__Information shown__
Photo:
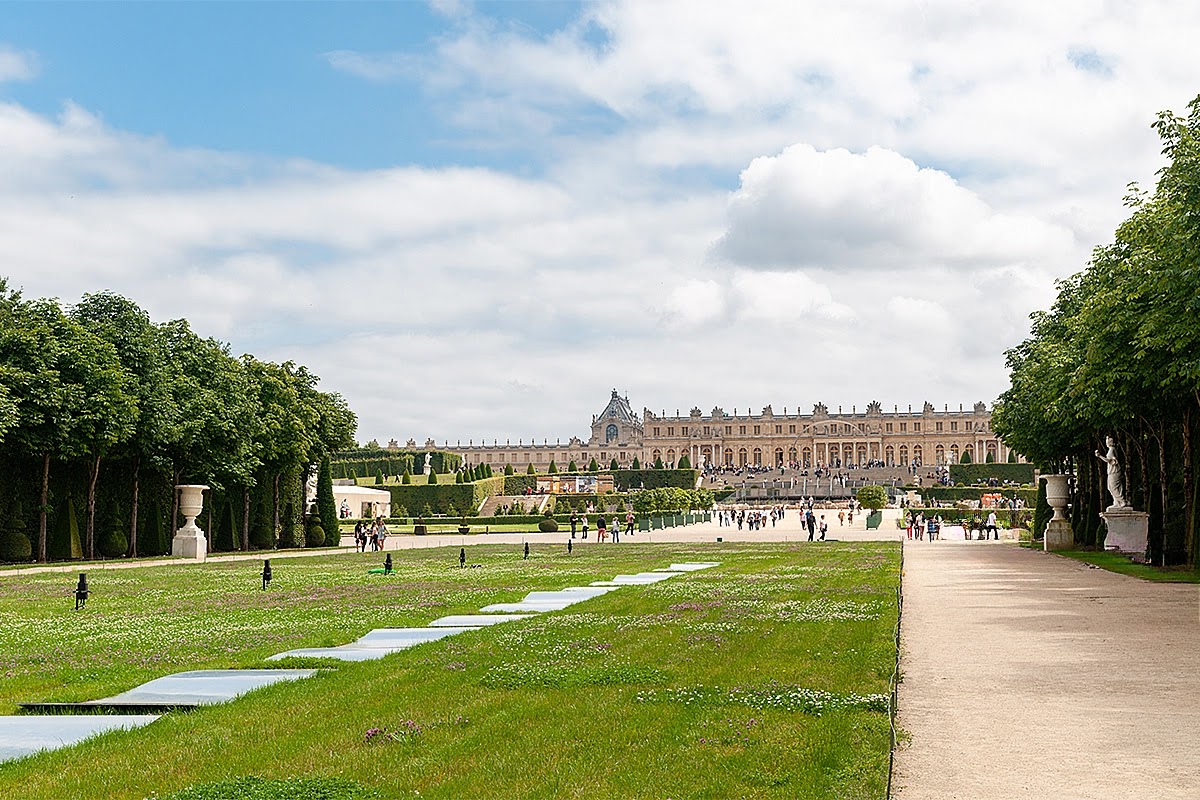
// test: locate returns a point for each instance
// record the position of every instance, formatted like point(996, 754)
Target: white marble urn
point(1057, 493)
point(190, 541)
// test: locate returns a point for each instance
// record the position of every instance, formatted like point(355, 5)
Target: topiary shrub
point(15, 546)
point(313, 534)
point(114, 543)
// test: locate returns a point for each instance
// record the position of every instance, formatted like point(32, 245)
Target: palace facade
point(823, 438)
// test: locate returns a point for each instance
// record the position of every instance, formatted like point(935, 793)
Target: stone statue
point(1116, 477)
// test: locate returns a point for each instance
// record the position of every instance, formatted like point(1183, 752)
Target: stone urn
point(190, 541)
point(1057, 493)
point(1059, 535)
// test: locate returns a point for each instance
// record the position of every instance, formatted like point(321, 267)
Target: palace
point(823, 438)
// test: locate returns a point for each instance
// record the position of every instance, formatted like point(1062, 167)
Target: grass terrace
point(766, 677)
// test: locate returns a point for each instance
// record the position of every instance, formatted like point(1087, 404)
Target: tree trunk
point(133, 516)
point(90, 525)
point(245, 518)
point(1189, 489)
point(42, 509)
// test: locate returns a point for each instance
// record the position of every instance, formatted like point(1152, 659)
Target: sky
point(474, 220)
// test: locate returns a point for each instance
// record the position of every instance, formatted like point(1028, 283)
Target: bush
point(873, 497)
point(313, 534)
point(15, 546)
point(113, 543)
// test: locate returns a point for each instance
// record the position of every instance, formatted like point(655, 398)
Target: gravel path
point(1032, 675)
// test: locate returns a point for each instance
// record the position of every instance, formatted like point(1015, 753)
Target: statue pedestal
point(1059, 536)
point(190, 543)
point(1128, 530)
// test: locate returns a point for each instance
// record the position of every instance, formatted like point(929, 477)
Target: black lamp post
point(82, 591)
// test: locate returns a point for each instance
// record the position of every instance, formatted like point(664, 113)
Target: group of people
point(376, 533)
point(603, 527)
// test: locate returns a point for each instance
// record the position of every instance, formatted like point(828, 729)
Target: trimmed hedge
point(969, 474)
point(655, 479)
point(439, 497)
point(955, 493)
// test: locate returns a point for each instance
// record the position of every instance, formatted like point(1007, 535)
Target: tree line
point(1119, 354)
point(101, 407)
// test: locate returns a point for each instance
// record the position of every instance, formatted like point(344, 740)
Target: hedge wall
point(364, 463)
point(971, 474)
point(955, 493)
point(466, 498)
point(655, 479)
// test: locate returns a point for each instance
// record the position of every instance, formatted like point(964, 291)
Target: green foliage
point(969, 474)
point(327, 505)
point(654, 479)
point(15, 546)
point(873, 497)
point(315, 533)
point(519, 483)
point(261, 788)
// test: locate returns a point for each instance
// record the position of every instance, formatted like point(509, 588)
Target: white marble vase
point(190, 541)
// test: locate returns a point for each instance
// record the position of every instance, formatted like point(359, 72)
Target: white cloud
point(871, 211)
point(17, 65)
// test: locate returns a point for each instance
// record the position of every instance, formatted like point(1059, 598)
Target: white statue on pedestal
point(1115, 476)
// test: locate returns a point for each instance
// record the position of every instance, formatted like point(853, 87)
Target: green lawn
point(766, 677)
point(1117, 563)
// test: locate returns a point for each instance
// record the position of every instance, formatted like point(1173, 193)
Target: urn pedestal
point(1059, 535)
point(1128, 530)
point(190, 541)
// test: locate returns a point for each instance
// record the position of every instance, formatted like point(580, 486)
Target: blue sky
point(474, 220)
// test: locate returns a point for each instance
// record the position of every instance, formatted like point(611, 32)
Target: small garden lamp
point(82, 591)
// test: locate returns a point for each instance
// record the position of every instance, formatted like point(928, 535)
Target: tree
point(327, 505)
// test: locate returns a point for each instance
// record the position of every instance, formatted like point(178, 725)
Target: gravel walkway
point(1032, 675)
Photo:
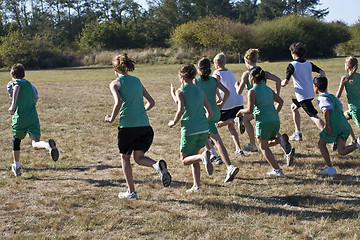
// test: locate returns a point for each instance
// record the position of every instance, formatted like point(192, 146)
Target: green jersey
point(352, 88)
point(209, 87)
point(193, 120)
point(132, 111)
point(25, 119)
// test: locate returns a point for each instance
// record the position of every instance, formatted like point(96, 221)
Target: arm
point(12, 108)
point(208, 108)
point(114, 88)
point(341, 87)
point(150, 101)
point(251, 103)
point(279, 100)
point(277, 80)
point(327, 123)
point(240, 86)
point(179, 95)
point(226, 92)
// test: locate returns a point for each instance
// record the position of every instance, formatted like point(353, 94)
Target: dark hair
point(123, 63)
point(187, 71)
point(299, 49)
point(17, 71)
point(258, 74)
point(321, 83)
point(205, 68)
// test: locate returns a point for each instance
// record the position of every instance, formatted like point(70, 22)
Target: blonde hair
point(352, 64)
point(220, 58)
point(252, 55)
point(187, 71)
point(122, 63)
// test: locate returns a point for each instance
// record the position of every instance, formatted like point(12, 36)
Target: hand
point(108, 119)
point(11, 110)
point(284, 82)
point(171, 123)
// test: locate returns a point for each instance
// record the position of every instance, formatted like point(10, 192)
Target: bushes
point(216, 33)
point(272, 37)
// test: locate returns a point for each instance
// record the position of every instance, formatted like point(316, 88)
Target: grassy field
point(76, 197)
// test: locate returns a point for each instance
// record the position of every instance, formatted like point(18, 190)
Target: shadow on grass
point(306, 203)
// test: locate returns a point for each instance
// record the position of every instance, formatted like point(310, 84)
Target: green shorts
point(335, 137)
point(267, 130)
point(21, 133)
point(355, 115)
point(189, 143)
point(212, 128)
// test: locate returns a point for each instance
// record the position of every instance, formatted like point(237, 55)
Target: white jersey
point(303, 82)
point(228, 79)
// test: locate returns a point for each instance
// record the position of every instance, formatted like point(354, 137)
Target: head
point(320, 84)
point(17, 71)
point(123, 64)
point(187, 72)
point(298, 49)
point(257, 76)
point(204, 68)
point(220, 60)
point(351, 65)
point(251, 56)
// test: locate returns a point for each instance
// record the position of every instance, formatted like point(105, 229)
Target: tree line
point(50, 33)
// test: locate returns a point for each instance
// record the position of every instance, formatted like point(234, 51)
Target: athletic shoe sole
point(164, 173)
point(233, 174)
point(54, 152)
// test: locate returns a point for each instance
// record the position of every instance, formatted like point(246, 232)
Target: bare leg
point(296, 116)
point(324, 152)
point(319, 122)
point(249, 128)
point(344, 150)
point(234, 134)
point(127, 170)
point(269, 156)
point(221, 148)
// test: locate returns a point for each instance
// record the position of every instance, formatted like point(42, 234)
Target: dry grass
point(76, 198)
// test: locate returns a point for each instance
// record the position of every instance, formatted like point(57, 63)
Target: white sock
point(17, 164)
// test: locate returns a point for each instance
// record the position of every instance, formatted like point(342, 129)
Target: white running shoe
point(163, 173)
point(328, 171)
point(290, 157)
point(284, 142)
point(275, 172)
point(194, 190)
point(230, 173)
point(296, 137)
point(16, 171)
point(205, 157)
point(54, 152)
point(127, 194)
point(249, 148)
point(239, 152)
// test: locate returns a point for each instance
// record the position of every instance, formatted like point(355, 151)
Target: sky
point(347, 11)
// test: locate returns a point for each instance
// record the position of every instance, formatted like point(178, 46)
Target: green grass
point(76, 197)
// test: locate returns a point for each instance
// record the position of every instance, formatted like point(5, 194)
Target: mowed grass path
point(76, 197)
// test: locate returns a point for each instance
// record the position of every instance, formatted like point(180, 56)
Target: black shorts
point(307, 106)
point(230, 113)
point(134, 138)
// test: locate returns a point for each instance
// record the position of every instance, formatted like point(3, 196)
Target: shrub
point(274, 37)
point(213, 33)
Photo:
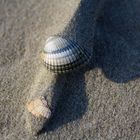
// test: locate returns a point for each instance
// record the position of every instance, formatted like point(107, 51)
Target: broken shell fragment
point(39, 108)
point(61, 55)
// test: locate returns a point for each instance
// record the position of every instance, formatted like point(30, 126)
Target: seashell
point(39, 108)
point(61, 55)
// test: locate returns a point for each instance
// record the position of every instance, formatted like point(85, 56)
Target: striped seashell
point(39, 108)
point(61, 55)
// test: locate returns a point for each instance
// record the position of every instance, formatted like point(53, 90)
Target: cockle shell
point(61, 55)
point(39, 108)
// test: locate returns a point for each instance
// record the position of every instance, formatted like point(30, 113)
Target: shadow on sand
point(115, 42)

__What you are asked to do__
Locate every line in the material above that contains the string "shorts", and copy each of those lines.

__Solved exercise__
Target: green shorts
Target: black shorts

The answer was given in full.